## What you will do
Beginning with the line where "mark: the grassy" appears, repeat every remaining line of the entries exactly, the last line included.

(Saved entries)
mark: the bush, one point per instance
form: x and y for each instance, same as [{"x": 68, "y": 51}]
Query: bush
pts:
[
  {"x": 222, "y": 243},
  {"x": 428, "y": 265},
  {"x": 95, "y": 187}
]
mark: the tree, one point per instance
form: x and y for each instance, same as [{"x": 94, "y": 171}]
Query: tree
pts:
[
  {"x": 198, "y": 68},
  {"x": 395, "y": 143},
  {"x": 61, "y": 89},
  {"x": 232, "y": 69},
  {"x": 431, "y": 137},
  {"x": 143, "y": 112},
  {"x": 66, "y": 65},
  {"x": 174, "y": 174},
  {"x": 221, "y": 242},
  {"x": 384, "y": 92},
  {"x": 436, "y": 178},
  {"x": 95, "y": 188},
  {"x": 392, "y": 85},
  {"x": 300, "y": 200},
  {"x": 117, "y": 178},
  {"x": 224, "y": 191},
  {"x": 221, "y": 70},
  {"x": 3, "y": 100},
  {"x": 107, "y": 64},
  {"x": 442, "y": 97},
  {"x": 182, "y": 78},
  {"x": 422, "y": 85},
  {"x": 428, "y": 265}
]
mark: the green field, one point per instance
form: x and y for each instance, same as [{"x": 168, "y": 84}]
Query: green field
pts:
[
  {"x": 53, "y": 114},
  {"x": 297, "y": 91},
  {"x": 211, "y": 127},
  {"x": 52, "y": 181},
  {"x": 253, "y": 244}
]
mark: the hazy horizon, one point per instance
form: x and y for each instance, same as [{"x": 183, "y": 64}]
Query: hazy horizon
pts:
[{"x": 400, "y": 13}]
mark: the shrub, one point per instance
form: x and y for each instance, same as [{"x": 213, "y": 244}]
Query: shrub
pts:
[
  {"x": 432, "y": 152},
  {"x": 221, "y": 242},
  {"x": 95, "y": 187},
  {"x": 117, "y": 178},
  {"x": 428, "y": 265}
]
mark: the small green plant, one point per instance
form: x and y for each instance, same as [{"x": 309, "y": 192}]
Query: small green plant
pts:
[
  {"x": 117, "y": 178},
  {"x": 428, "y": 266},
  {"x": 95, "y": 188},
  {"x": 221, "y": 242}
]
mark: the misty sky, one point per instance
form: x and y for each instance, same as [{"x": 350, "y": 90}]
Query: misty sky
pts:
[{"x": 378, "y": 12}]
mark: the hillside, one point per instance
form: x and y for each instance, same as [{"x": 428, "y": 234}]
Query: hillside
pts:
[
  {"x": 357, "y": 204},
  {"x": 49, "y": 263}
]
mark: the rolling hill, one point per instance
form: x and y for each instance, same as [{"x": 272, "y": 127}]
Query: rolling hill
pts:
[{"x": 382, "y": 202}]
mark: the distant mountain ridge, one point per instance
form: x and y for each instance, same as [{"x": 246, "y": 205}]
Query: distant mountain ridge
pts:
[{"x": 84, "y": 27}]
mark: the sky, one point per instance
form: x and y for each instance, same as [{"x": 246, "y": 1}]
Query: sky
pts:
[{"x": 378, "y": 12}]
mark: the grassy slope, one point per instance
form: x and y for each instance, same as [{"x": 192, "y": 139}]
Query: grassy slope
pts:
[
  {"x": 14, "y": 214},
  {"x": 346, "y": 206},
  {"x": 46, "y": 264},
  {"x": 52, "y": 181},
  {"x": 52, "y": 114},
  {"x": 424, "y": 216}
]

## Task response
mark: the grassy slope, one point per instance
form: x and y for each instance, same as [{"x": 192, "y": 139}]
Query: grassy slope
pts:
[
  {"x": 14, "y": 214},
  {"x": 346, "y": 206},
  {"x": 46, "y": 264},
  {"x": 52, "y": 181},
  {"x": 52, "y": 114},
  {"x": 424, "y": 216}
]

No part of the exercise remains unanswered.